**DOCUMENT PASSAGE**
************

Saturday, June 4, 2011

MOTHER'S DAY


MOTHER'S DAY (2010)
US
Directed by Darren Lynn Bousman

CAST:
Shawn Ashmore - George Barnum
Lisa Marcos - Julie Ross
Patrick John Flueger (as Patrick Flueger) - Izaak 'Ike' Koffin

PLOT:
      The sadistic members of a villainous family return to their childhood home to terrorize the new home owners and their guests.

REVIEW:
      Anyone that really knows me, knows I bitch about Hollow-wood remaking movies from the 80's and turning what was hard 'R' rated movies into 'PG 13' dreck for the mass audience's overly sensitive brains which I think is pure bullshit on a massive scale. Most of the time the remakes screw the main point of the characters. Let us take the remake of Friday The 13th for example. Since when the FUCK does Jason keep a prisoner? I will say that the first 15 minutes of the movie were good, but after that is was just pure shit plain and simple. Also, when did he have time to build that complex of a underground living quarters? He's supposed to be mentally handicapped, not a fracking genius at building traps and warning systems. Okay, that rant is done. So, as you can tell Mother's Day has a lot to live up to.

************

**WHAT THIS EXERCISE ASKS**
1. In the movie review, who is credited as director of Mother's Day (2010)?
2. Using the movie review, explain why the writer objects to the underground living quarters in the Friday The 13th remake.
3. Rewrite the stretch of the movie review from "MOTHER'S DAY (2010)" through "and their guests.", replacing "villainous" with "wicked".

************

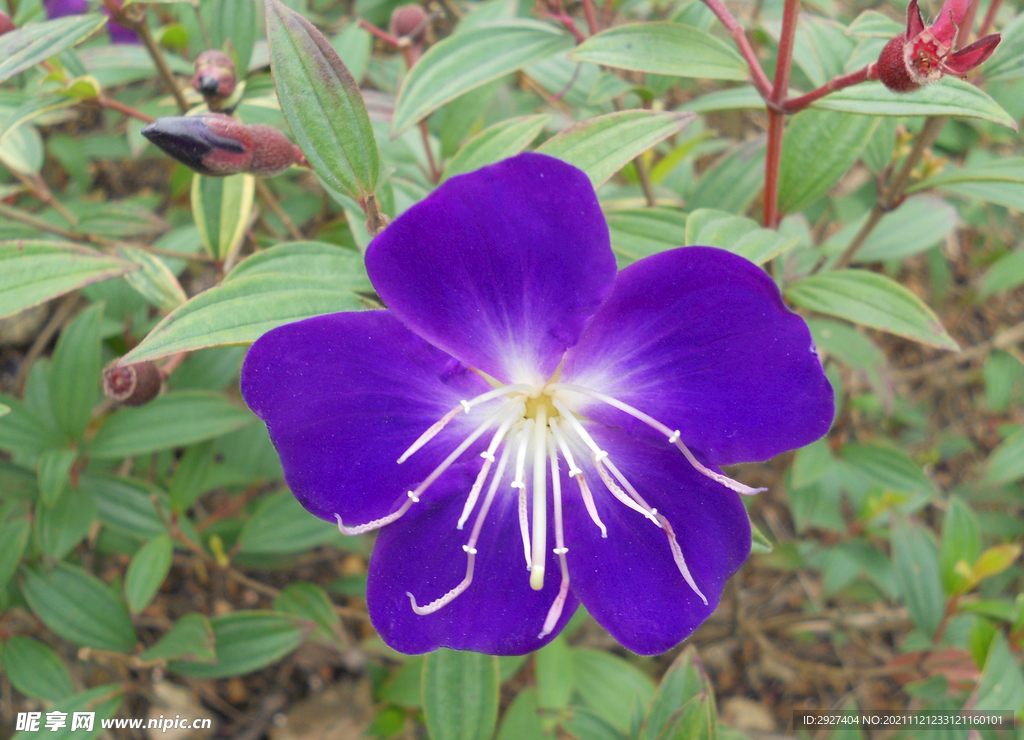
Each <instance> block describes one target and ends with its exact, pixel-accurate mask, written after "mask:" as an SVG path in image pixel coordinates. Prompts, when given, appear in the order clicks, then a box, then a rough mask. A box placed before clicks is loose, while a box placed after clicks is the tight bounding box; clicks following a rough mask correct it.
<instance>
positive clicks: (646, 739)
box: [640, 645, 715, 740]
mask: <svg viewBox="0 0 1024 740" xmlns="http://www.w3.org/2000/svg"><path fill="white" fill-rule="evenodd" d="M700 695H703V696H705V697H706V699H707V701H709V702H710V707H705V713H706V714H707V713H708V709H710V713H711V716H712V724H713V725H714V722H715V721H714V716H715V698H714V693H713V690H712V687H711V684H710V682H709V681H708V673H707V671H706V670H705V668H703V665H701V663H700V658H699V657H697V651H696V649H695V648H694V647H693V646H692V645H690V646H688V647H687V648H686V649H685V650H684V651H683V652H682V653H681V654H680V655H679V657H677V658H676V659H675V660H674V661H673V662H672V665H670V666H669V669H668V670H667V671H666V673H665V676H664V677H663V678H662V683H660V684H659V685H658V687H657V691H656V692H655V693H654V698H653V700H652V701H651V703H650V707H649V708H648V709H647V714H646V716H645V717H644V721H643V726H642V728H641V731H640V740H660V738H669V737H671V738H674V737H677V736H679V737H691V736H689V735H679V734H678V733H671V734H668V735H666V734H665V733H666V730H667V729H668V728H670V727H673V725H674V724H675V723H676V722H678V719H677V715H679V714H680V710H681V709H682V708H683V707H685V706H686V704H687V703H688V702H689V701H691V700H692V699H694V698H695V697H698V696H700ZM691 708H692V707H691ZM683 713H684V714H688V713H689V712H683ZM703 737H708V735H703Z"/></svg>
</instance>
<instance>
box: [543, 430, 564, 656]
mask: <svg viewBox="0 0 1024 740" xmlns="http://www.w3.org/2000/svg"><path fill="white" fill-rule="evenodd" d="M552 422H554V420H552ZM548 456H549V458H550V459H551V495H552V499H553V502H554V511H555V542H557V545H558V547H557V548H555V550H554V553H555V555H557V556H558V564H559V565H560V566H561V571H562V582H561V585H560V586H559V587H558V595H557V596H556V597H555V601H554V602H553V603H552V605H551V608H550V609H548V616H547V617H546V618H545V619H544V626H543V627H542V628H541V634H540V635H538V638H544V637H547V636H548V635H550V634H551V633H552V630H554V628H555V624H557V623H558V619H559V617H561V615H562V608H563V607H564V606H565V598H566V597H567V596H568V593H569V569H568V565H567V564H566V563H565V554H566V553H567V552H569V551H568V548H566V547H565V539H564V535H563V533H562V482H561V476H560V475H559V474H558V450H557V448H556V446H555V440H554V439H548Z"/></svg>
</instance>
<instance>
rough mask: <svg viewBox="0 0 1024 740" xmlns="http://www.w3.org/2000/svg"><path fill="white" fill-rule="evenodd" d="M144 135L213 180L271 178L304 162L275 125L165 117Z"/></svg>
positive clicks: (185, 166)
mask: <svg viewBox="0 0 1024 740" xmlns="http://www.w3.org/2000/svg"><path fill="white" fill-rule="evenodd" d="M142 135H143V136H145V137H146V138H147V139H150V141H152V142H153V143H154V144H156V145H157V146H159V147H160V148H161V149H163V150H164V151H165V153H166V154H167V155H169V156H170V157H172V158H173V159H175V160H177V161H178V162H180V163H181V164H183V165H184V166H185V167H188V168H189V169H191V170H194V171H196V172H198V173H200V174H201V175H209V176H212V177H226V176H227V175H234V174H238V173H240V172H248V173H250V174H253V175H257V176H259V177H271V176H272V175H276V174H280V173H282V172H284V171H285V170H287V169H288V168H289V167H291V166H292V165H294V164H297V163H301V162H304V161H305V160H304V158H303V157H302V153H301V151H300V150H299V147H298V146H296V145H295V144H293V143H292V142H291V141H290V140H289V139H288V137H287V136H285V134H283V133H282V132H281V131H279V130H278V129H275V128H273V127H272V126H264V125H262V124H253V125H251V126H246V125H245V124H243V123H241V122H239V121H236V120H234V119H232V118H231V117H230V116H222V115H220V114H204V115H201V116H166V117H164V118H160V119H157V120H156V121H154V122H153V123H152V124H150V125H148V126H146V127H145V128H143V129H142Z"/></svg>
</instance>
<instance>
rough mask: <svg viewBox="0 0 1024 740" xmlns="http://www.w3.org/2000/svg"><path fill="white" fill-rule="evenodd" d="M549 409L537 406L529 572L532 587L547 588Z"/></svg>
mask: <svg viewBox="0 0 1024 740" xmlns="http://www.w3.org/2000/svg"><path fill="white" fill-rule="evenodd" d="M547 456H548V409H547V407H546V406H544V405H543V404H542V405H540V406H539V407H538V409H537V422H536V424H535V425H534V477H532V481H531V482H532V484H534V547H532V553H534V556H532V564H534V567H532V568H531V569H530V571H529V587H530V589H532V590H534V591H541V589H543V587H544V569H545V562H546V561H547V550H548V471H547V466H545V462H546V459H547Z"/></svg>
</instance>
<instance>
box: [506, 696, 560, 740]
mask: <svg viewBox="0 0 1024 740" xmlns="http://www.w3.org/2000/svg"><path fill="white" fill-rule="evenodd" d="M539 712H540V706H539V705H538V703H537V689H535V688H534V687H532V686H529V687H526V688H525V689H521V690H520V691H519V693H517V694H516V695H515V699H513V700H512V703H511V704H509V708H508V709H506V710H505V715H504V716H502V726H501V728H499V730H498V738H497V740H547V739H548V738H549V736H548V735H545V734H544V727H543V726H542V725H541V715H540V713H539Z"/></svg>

************

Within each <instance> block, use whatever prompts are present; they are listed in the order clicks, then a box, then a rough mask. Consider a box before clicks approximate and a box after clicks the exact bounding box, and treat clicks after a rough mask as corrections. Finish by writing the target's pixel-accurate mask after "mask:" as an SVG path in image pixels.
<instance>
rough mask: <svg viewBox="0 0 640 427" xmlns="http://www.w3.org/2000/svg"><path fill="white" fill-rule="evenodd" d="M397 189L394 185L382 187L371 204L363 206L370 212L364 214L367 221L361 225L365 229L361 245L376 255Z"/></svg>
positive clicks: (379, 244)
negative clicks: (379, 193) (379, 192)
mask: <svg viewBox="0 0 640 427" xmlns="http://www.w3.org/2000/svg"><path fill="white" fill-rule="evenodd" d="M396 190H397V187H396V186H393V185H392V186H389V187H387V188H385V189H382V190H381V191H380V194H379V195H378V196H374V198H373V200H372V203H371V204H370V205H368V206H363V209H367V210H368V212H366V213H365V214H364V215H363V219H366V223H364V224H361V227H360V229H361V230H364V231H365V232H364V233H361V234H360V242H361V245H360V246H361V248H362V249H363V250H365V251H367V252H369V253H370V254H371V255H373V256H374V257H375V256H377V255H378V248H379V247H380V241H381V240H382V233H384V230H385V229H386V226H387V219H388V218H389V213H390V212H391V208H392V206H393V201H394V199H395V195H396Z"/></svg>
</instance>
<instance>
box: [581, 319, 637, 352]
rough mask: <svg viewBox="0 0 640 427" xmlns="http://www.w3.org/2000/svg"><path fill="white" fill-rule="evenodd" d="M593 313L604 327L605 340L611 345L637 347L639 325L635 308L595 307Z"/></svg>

************

**ANSWERS TO THE PROBLEMS**
1. Darren Lynn Bousman.

2. The writer objects because Jason is supposed to be mentally handicapped, not a genius at building traps and warning systems. The writer also asks when he would have had time to build such a complex underground living space.

3.
MOTHER'S DAY (2010)
US
Directed by Darren Lynn Bousman

CAST:
Shawn Ashmore - George Barnum
Lisa Marcos - Julie Ross
Patrick John Flueger (as Patrick Flueger) - Izaak 'Ike' Koffin

PLOT:
      The sadistic members of a wicked family return to their childhood home to terrorize the new home owners and their guests.